• **Action item**
The whole listing below needs to be retyped without a single change.

= Beginning of Section =

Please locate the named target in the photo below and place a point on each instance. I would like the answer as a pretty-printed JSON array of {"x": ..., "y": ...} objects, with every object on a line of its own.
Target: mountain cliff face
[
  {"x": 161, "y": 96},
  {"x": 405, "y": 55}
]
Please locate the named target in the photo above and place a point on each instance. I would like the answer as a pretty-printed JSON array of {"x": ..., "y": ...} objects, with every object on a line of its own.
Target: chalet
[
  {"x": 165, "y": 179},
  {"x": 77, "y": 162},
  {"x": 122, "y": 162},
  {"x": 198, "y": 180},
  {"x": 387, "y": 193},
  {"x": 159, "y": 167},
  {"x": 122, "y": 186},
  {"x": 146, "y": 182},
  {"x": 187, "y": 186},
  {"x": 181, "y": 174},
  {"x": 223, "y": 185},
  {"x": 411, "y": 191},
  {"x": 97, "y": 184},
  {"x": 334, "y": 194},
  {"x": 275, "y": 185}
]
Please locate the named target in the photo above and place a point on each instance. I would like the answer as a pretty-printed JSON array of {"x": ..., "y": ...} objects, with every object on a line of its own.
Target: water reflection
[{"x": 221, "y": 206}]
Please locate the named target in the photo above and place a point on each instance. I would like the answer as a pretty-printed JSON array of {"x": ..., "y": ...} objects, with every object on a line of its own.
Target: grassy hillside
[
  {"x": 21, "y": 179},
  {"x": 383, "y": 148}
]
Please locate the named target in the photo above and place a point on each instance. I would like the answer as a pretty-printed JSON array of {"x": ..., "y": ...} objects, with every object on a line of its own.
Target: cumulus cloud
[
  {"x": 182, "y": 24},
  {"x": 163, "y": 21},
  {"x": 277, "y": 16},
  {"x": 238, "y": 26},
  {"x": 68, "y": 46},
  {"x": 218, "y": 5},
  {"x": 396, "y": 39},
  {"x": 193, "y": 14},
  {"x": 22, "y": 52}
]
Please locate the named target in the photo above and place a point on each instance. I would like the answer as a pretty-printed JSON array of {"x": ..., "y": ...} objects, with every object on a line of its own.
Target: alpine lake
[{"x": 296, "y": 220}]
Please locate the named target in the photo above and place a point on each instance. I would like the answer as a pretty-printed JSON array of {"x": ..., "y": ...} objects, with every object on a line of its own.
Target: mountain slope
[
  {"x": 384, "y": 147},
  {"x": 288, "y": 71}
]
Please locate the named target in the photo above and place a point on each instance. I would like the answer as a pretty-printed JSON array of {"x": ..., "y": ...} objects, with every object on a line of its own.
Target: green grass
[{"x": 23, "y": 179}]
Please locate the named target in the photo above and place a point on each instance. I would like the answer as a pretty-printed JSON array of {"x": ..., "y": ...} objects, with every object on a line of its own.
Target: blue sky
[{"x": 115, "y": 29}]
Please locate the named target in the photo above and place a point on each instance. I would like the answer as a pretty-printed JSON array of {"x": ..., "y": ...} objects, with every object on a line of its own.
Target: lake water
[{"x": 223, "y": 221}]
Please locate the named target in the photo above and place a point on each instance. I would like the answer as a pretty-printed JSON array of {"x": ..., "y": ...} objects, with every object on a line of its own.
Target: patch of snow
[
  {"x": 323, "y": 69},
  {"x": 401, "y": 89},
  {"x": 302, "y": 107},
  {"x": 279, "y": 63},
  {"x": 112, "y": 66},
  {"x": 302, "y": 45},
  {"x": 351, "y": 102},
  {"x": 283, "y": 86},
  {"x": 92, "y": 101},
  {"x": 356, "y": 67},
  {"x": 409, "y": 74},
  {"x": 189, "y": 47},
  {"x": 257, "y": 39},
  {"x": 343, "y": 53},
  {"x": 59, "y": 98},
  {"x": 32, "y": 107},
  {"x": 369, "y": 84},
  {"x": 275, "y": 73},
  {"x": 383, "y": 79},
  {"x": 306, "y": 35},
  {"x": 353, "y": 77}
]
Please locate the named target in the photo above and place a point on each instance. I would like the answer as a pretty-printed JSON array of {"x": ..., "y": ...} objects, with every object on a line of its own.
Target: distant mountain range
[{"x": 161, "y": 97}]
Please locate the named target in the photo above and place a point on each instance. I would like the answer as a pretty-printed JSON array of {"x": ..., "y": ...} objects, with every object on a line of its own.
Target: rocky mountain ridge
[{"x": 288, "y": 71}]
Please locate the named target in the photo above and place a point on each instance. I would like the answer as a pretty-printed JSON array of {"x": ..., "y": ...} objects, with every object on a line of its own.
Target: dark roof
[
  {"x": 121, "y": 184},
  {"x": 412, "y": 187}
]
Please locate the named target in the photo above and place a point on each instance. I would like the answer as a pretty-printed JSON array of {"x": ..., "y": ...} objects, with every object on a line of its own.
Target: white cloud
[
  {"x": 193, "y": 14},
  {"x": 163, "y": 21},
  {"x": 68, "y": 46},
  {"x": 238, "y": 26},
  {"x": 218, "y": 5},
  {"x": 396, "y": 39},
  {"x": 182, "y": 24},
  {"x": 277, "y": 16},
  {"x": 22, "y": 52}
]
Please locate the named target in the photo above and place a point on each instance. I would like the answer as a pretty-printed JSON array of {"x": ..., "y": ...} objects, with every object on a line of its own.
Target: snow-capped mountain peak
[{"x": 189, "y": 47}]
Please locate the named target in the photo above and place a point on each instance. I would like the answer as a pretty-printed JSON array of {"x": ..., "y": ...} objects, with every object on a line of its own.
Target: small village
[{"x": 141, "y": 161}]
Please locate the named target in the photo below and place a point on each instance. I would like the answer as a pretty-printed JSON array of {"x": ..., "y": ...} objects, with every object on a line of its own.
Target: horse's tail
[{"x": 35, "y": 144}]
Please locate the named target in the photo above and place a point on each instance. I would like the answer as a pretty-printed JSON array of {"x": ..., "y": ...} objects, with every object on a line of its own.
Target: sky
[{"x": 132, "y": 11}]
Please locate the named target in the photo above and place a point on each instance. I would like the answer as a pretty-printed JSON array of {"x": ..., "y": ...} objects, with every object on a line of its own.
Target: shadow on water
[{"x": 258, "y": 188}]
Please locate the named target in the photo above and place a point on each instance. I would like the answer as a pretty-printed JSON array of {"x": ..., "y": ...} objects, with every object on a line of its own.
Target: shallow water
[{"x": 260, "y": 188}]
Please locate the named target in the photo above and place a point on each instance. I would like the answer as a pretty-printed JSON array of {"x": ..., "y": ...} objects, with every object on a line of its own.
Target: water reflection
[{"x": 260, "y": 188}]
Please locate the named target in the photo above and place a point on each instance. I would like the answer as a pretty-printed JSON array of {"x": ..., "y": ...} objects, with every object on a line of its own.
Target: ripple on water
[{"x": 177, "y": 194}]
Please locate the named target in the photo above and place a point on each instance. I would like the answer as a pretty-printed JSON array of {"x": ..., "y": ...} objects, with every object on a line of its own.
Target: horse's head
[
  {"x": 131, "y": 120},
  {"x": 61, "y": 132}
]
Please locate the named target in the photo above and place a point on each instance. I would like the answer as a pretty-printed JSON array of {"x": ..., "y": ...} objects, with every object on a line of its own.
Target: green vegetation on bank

= End of Section =

• **Answer to this exercise**
Please locate the named target in the photo below and place a point on each instance. I would like the answer as a pretty-printed JSON array of {"x": ..., "y": ...} objects, with every object on a line of its own.
Target: mountain cliff face
[
  {"x": 161, "y": 96},
  {"x": 405, "y": 55}
]
Please locate the named target in the photo above and place a point on each instance. I would like the answer as a pretty-printed JSON array of {"x": ..., "y": ...} objects, with every object on a line of its own.
Target: chalet
[
  {"x": 165, "y": 179},
  {"x": 77, "y": 162},
  {"x": 122, "y": 162},
  {"x": 198, "y": 180},
  {"x": 387, "y": 193},
  {"x": 159, "y": 167},
  {"x": 122, "y": 186},
  {"x": 146, "y": 182},
  {"x": 187, "y": 186},
  {"x": 181, "y": 174},
  {"x": 223, "y": 185},
  {"x": 411, "y": 191},
  {"x": 97, "y": 184},
  {"x": 334, "y": 194},
  {"x": 275, "y": 185}
]
Please locate the named target in the photo above and place a point on each instance. I would like the answer as a pretty-printed JSON array of {"x": ..., "y": ...} objects, with every object on a line of its own.
Target: water reflection
[{"x": 221, "y": 206}]
Please locate the named target in the photo above and place a point on each instance. I would like the answer as a pretty-printed JSON array of {"x": ..., "y": ...} objects, with every object on a line of its own.
Target: grassy hillside
[
  {"x": 21, "y": 179},
  {"x": 383, "y": 148}
]
Please locate the named target in the photo above and place a point on each instance. I would like the answer as a pretty-printed JSON array of {"x": ..., "y": ...} objects, with every object on a line of its own.
Target: cumulus cloud
[
  {"x": 182, "y": 24},
  {"x": 163, "y": 21},
  {"x": 277, "y": 16},
  {"x": 238, "y": 26},
  {"x": 68, "y": 46},
  {"x": 218, "y": 5},
  {"x": 396, "y": 39},
  {"x": 193, "y": 14},
  {"x": 22, "y": 52}
]
Please locate the named target in the photo above and place a point on each instance. I would like the answer as a pretty-printed JSON array of {"x": ..., "y": ...} objects, with every object on a line of its own.
Target: alpine lake
[{"x": 296, "y": 220}]
Please locate the named target in the photo above and place a point on each instance. I would like the answer as a pretty-printed JSON array of {"x": ..., "y": ...} objects, with every object on a line of its own.
Target: mountain slope
[
  {"x": 384, "y": 147},
  {"x": 288, "y": 71}
]
Please locate the named target in the photo above and place a point on each instance. I would like the answer as a pretty-printed JSON array of {"x": ..., "y": ...} objects, with every object on a line of its own.
Target: green grass
[{"x": 23, "y": 179}]
Please locate the named target in the photo above and place a point on each instance. I would like the answer as a pretty-printed JSON array of {"x": ..., "y": ...} objects, with every object on a line of its own.
Target: blue sky
[{"x": 115, "y": 29}]
Please locate the named target in the photo above and place a point on each instance. I would like the answer as a pretty-printed JSON array of {"x": ..., "y": ...} objects, with every object on a line of its own.
Target: lake water
[{"x": 223, "y": 221}]
Please locate the named target in the photo above and place a point on each instance. I would like the answer as a pretty-printed JSON array of {"x": ..., "y": ...} objects, with every object on a line of its own.
Target: patch of snow
[
  {"x": 323, "y": 69},
  {"x": 401, "y": 89},
  {"x": 302, "y": 107},
  {"x": 279, "y": 63},
  {"x": 112, "y": 66},
  {"x": 302, "y": 45},
  {"x": 351, "y": 102},
  {"x": 283, "y": 86},
  {"x": 92, "y": 101},
  {"x": 356, "y": 67},
  {"x": 409, "y": 74},
  {"x": 189, "y": 47},
  {"x": 257, "y": 39},
  {"x": 343, "y": 53},
  {"x": 59, "y": 98},
  {"x": 32, "y": 107},
  {"x": 369, "y": 84},
  {"x": 275, "y": 73},
  {"x": 383, "y": 79},
  {"x": 306, "y": 35},
  {"x": 353, "y": 77}
]
Please locate the named target in the photo above and place a point on each instance. I would like the answer as a pretty-printed JSON array of {"x": ..., "y": ...} objects, with every object on a line of its own.
Target: distant mountain range
[{"x": 161, "y": 97}]
Please locate the named target in the photo above and place a point on each instance. I would like the answer as a pretty-printed JSON array of {"x": ..., "y": ...} objects, with every object on a line of its own.
Target: rocky mountain ridge
[{"x": 288, "y": 71}]
Please locate the named target in the photo above and place a point on each instance. I would like the answer as a pretty-printed JSON array of {"x": ..., "y": ...} objects, with every object on a line of its own.
Target: dark roof
[
  {"x": 121, "y": 184},
  {"x": 412, "y": 187}
]
Please locate the named target in the photo above and place a point on each instance. I would like the answer as a pretty-printed JSON array of {"x": ..., "y": ...} objects, with every object on a line of its own.
Target: white cloud
[
  {"x": 193, "y": 14},
  {"x": 163, "y": 21},
  {"x": 68, "y": 46},
  {"x": 238, "y": 26},
  {"x": 218, "y": 5},
  {"x": 396, "y": 39},
  {"x": 182, "y": 24},
  {"x": 277, "y": 16},
  {"x": 22, "y": 52}
]
Please locate the named target in the photo above and place a point on each instance. I would like the answer as a pretty-printed JSON array of {"x": ..., "y": ...} objects, with every object on a line of its own.
Target: snow-capped mountain peak
[{"x": 189, "y": 47}]
Please locate the named target in the photo above and place a point on each instance. I would like the answer as a pretty-printed JSON array of {"x": ..., "y": ...} objects, with every object on a line of its own.
Target: small village
[{"x": 141, "y": 161}]
Please locate the named target in the photo below and place a point on each instance. I would like the answer as a pretty-printed JSON array of {"x": ..., "y": ...} objects, with every object on a line of its own.
Target: horse's tail
[{"x": 35, "y": 144}]
Please locate the named target in the photo above and place a point on each instance. I would like the answer as a pretty-printed JSON array of {"x": ..., "y": ...} objects, with every object on a line of its own.
Target: sky
[{"x": 132, "y": 11}]
Please locate the named target in the photo above and place a point on each instance. I would like the answer as a pretty-printed JSON array of {"x": ..., "y": ...} objects, with every object on a line of its own.
Target: shadow on water
[{"x": 258, "y": 188}]
Please locate the named target in the photo above and place a point on each instance. I would like the answer as a pretty-printed JSON array of {"x": ..., "y": ...} objects, with every object on a line of its own.
Target: shallow water
[{"x": 260, "y": 188}]
Please locate the named target in the photo above and place a point on each instance. I would like the answer as a pretty-printed JSON array of {"x": ..., "y": ...} objects, with every object on a line of its own.
Target: water reflection
[{"x": 260, "y": 188}]
Please locate the named target in the photo above and place a point on each instance. I would like the answer as a pretty-printed JSON array of {"x": ..., "y": ...} objects, with every object on a line of its own.
Target: ripple on water
[{"x": 177, "y": 194}]
Please locate the named target in the photo above and place a point on each instance. I would like the answer as a pretty-printed JSON array of {"x": ..., "y": ...} objects, with every object on a line of its own.
Target: horse's head
[
  {"x": 131, "y": 120},
  {"x": 61, "y": 132}
]
Please locate the named target in the photo above and place a point on each instance. I would like the answer as a pretty-printed JSON array of {"x": ..., "y": ...} objects, with every object on a line of its own.
Target: green vegetation on bank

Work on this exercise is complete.